Passei pela experiência da conversão em 1995. Desde então congreguei em duas igrejas evangélicas. A atual é congregacional, ou seja, adota um modelo de governo local por meio de uma comissão de membros e frequentes consultas aos congregados em assembléia. A primeira adotava um modelo mais centralizado, com pouco ou nenhuma decisão dos membros. De todo modo ambas são instituições sérias e procuram ser fiéis ao seu fundamento.
Mas essa questão da hierarquização não me impressionou desde o começo. na verdade não me causou estranhamento não ter quase nenhuma liberdade (havia, eu podia sair da igreja, mas se quisesse ficar, tinha que me submeter, e me submeti). Obviamente meus líderes invocavam razões bíblicas para isso. E havia muitas razões. Entretanto, conforme fui evoluindo no estudo das Escrituras, um retrato diferente emergiu e, com o tempo, concluí que as razões não eram apenas bíblicas, mas tinham raízes culturais. E com isso não quero dizer que a Bíblia não fale de liderança e autoridade, pelo contrário, ela fala muito. Mas sempre mediadas por outros fatores que abordarei mais para a frente. Importante é ter em mente que o brasileiro está acostumado a uma realidade social com uma hierarquia muito forte. Os japoneses são, por exemplo, bastante hierarquizados. Mas sua hierarquia é mediada por conceitos como fidelidade à família e honra. Um japonês me disse uma vez que na sua cultura importante é a família, não o indivíduo. Nossa cultura não é assim, ela depende de líderes fortes, vivemos ainda o coronelismo psicológico, é assim que entendemos que uma sociedade deve ser. No passado, a única autoridade eram os padres. Então eles assumiam não só o cuidado com as almas, como também cuidavam de uma série de outras questões da comunidade que serviam. Os pastores evangélicos assumiram essa manto, exceto que em vez de administrar suas regiões, o faziam com os membros de suas igrejas. Então toda leitura de autoridade bíblica era interpretada a partir dessa lente cultural. Muitos outros povos possuem esse tipo de estrutura cultural, mas estamos tratando do Brasil.

§ **Tarefa proposta 1**
Extraia do texto sobre a hierarquia nas igrejas evangélicas tudo o que vai desde "Passei pela experiência" até "ao seu fundamento.", sem alterar nada.
§ **Tarefa proposta 2**
Dê prosseguimento ao texto sobre a hierarquia nas igrejas evangélicas, começando logo após a última frase apresentada.
A listagem a seguir não tem papel algum no que se pede.

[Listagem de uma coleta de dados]
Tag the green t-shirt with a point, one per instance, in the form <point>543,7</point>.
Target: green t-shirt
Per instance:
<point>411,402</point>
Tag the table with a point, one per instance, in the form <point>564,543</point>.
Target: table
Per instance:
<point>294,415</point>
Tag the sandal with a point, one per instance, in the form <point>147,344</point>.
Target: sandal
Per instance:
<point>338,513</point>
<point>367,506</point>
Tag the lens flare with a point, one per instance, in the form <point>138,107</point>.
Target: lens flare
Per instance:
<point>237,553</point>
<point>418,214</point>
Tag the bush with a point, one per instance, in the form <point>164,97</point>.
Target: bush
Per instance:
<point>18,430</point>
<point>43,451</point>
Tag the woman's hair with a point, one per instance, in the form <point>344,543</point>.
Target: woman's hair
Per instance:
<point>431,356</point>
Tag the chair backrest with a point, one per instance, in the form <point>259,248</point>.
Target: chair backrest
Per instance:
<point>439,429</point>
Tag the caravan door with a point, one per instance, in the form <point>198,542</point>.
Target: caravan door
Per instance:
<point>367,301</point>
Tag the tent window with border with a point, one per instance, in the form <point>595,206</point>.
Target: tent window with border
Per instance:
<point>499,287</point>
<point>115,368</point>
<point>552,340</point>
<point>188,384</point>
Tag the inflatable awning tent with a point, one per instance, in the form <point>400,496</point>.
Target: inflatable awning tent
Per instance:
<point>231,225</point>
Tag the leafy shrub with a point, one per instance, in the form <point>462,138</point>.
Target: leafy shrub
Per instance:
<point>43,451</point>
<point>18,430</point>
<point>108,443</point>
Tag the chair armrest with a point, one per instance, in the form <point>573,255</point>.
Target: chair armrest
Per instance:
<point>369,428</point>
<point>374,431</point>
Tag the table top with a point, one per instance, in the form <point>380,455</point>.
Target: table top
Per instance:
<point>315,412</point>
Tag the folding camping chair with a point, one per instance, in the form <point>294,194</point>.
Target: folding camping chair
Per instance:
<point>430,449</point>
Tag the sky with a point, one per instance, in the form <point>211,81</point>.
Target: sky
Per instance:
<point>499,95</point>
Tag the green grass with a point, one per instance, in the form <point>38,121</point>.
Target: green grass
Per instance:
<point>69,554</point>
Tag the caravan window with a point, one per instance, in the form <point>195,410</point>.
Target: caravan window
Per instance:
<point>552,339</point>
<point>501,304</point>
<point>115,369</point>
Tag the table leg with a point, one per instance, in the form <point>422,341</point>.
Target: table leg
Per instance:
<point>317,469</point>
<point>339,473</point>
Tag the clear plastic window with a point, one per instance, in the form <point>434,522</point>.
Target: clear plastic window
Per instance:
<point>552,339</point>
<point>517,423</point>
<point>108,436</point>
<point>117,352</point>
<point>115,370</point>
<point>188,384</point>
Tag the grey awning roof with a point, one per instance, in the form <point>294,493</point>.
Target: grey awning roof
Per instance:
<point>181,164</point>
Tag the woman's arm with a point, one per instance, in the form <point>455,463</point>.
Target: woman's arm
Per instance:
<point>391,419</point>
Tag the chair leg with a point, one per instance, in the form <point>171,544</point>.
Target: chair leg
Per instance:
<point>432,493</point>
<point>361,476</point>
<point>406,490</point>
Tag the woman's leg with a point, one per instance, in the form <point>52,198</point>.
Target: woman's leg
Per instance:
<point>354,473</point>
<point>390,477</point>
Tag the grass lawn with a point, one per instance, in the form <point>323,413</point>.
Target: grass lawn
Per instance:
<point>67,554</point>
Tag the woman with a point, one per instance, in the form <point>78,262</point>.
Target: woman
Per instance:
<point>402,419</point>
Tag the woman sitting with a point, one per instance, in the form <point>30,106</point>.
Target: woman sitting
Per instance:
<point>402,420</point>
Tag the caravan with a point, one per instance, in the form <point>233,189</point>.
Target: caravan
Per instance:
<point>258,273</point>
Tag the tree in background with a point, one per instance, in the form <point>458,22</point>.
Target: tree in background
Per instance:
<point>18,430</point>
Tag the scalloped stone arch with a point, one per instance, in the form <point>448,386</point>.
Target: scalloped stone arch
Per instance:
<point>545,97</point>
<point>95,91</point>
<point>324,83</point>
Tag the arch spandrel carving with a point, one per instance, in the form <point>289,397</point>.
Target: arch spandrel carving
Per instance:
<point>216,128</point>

§ **Resultado final 1**
Passei pela experiência da conversão em 1995. Desde então congreguei em duas igrejas evangélicas. A atual é congregacional, ou seja, adota um modelo de governo local por meio de uma comissão de membros e frequentes consultas aos congregados em assembléia. A primeira adotava um modelo mais centralizado, com pouco ou nenhuma decisão dos membros. De todo modo ambas são instituições sérias e procuram ser fiéis ao seu fundamento.

§ **Resultado final 2**
Vejamos um pouco como isso se deu na leitura bíblica. Comecemos por Paulo, ele muitas vezes emitiu ordens ( 2Ts 3:4, por exemplo). E é nas suas cartas que encontramos a maior parte dos princípios de liderança tanto na igreja quanto no seio familiar. Como aqui:
"Vós, mulheres, sujeitai-vos a vossos maridos, como ao Senhor; porque o marido é a cabeça da mulher, como também Cristo é a cabeça da igreja, sendo ele próprio o salvador do corpo. De sorte que, assim como a igreja está sujeita a Cristo, assim também as mulheres sejam em tudo sujeitas a seus maridos".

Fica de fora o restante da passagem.